Given instruction: Filter the records below down to the lines containing the word "hair", and copy each of those lines.

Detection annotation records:

╭──

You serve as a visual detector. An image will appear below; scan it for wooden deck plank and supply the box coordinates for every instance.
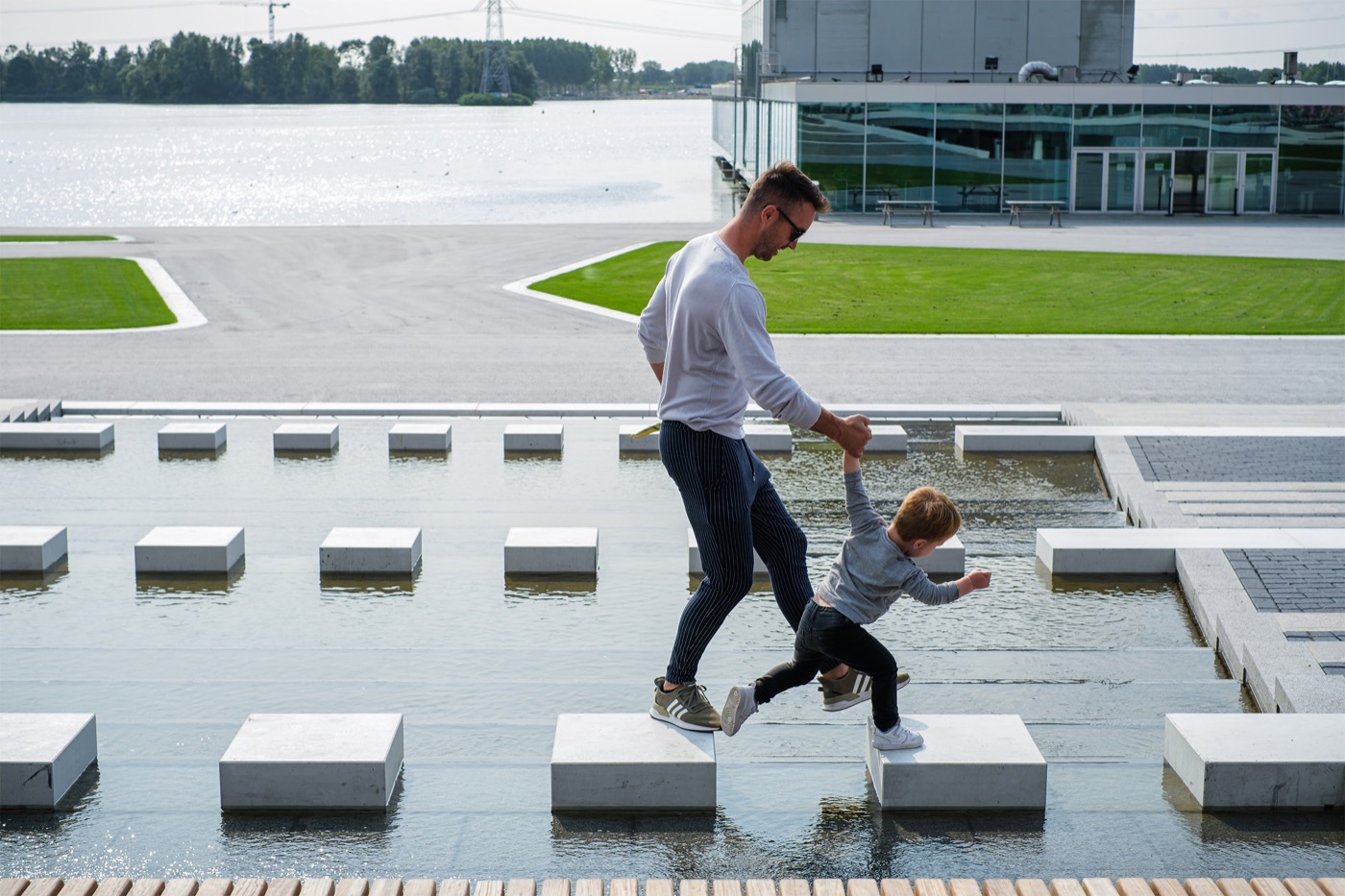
[1050,877,1088,896]
[1116,877,1154,896]
[1217,877,1257,896]
[1083,877,1119,896]
[196,877,233,896]
[1284,877,1326,896]
[336,877,374,896]
[93,877,135,896]
[1251,877,1290,896]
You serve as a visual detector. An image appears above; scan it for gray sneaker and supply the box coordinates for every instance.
[818,668,911,713]
[649,675,720,731]
[720,685,757,738]
[868,722,924,749]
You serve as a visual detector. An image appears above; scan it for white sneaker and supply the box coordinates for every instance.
[868,722,924,749]
[720,685,757,738]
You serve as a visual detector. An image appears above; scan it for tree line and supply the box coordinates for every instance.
[0,33,733,104]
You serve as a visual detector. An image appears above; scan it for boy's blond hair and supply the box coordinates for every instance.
[892,486,962,541]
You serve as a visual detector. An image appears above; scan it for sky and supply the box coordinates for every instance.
[0,0,1345,70]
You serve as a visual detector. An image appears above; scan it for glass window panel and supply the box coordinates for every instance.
[934,102,1003,212]
[1143,102,1210,150]
[1275,105,1345,215]
[864,102,934,210]
[799,102,865,211]
[1003,104,1073,202]
[1210,107,1279,147]
[1075,102,1139,147]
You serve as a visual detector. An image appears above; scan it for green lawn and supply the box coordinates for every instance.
[0,234,115,242]
[0,258,178,329]
[532,242,1345,335]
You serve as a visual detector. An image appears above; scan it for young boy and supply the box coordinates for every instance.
[720,453,990,749]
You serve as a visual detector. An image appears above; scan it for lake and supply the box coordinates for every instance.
[0,100,732,228]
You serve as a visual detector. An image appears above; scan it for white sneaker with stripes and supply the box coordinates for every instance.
[649,675,720,731]
[818,668,911,713]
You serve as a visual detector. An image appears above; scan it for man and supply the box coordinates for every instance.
[638,161,870,731]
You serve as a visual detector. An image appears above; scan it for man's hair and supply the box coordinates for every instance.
[892,486,962,541]
[743,161,831,214]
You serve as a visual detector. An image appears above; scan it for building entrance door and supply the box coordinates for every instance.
[1205,151,1275,215]
[1073,150,1137,211]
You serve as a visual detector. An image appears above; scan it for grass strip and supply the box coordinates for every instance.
[532,242,1345,335]
[0,258,178,329]
[0,234,115,242]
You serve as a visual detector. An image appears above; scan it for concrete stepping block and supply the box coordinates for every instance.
[317,527,421,576]
[159,423,229,450]
[743,424,794,455]
[0,526,67,573]
[864,425,907,455]
[219,713,404,811]
[270,423,340,450]
[551,713,717,811]
[1163,713,1345,809]
[686,526,770,576]
[618,420,660,455]
[135,526,243,574]
[0,423,115,450]
[504,424,565,452]
[865,714,1046,810]
[504,527,598,573]
[387,424,453,455]
[0,713,98,809]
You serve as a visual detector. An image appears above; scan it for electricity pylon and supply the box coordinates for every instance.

╰──

The answer:
You serve as a visual detector. An image appears above; scan it for boy's blond hair and supply the box coordinates for every instance.
You serve as a visual detector. An image appears above; scan it for man's hair and supply the box coordinates for every instance.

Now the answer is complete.